The origins of MFIs in Ethiopia is largely rooted in their NGO past with a clearly defined mission of rural poverty eradication. With a network of 500 sub-branches and branches, the MFIs have expanded their outreach to many of the regions where the incidence of poverty is highest. As of January 2001, MFIs has made loans to and mobilized savings from about 500,000 clients nationally. Some MFIs have also started to offer other services such as managing pension remittances and money transfer services At least 41% of the MFI clients nationally are women and in the majority from rural households. Most of the MFIs have two types of loan products, namely loans for on-farm activities, which are due in four to twelve months, and off-farm investments with more flexible repayments on weekly or monthly basis (IFAD, 2001). On average, 60% of the MFI portfolio represents loans for on-farm investments while income generating activities and petty trading accounted for about 40%. (Dejene, 1999).

Stored lines from a collection:
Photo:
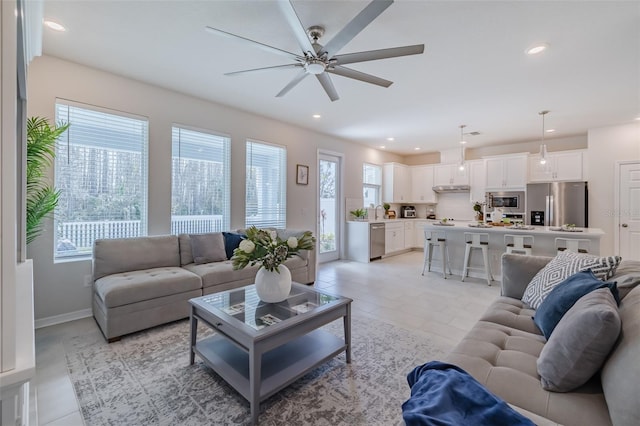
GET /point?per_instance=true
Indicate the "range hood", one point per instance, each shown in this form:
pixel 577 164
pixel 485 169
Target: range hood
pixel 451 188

--

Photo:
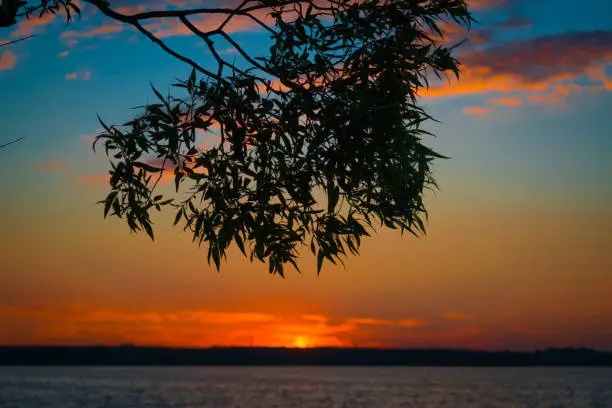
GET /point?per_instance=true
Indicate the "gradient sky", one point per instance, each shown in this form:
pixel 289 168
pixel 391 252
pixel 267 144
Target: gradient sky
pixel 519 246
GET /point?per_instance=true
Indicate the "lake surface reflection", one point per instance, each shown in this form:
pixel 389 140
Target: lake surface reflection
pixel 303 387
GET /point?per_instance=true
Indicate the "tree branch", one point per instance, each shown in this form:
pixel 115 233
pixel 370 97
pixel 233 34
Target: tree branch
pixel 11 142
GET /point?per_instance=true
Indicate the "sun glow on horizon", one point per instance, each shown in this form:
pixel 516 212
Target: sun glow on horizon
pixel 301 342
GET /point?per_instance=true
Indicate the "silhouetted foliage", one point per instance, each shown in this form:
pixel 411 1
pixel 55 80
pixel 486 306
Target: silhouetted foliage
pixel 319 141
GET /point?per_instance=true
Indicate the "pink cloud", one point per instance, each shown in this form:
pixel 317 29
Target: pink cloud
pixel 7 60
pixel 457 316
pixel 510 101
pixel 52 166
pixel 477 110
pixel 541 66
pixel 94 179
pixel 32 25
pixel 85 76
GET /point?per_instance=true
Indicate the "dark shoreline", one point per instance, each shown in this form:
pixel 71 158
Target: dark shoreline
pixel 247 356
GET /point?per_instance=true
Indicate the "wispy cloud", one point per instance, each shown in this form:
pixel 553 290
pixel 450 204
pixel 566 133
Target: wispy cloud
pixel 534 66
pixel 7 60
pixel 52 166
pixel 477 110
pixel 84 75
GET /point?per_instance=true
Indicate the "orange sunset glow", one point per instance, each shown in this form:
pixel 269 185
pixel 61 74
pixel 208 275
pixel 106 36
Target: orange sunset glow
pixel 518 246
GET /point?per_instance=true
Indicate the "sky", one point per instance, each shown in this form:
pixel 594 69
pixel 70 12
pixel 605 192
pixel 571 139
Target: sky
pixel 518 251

--

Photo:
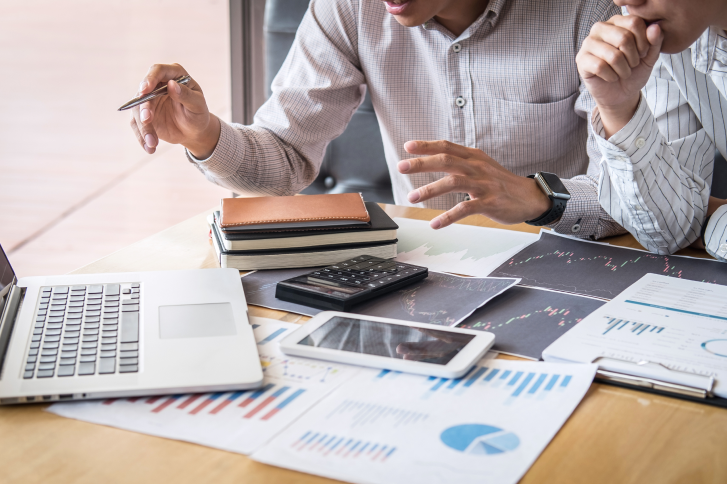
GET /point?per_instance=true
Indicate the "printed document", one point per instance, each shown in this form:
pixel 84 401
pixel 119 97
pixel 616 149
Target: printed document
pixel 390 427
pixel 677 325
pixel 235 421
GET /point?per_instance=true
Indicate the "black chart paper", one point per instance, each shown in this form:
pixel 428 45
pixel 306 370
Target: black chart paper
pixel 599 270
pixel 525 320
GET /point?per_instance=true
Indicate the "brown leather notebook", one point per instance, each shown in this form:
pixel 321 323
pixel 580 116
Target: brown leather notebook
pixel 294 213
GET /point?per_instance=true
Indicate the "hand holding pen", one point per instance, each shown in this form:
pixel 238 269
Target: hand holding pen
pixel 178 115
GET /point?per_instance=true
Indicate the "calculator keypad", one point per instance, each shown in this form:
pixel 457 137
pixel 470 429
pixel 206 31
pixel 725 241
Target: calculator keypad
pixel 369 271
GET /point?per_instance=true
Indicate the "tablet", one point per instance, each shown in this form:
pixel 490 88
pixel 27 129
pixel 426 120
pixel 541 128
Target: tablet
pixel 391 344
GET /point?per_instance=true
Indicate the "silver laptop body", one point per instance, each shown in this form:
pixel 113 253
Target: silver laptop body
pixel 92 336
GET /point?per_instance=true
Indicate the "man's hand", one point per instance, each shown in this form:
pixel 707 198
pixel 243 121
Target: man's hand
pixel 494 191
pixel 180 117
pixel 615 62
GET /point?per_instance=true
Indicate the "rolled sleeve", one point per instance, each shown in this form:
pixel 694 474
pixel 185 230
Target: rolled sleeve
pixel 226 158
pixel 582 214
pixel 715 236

**AIM:**
In the passage on microfinance institutions in Ethiopia, what share of the MFI portfolio goes to loans for on-farm investments on average? The stored lines above aren't needed for what comes next.

**WORKED ANSWER:**
About 60%.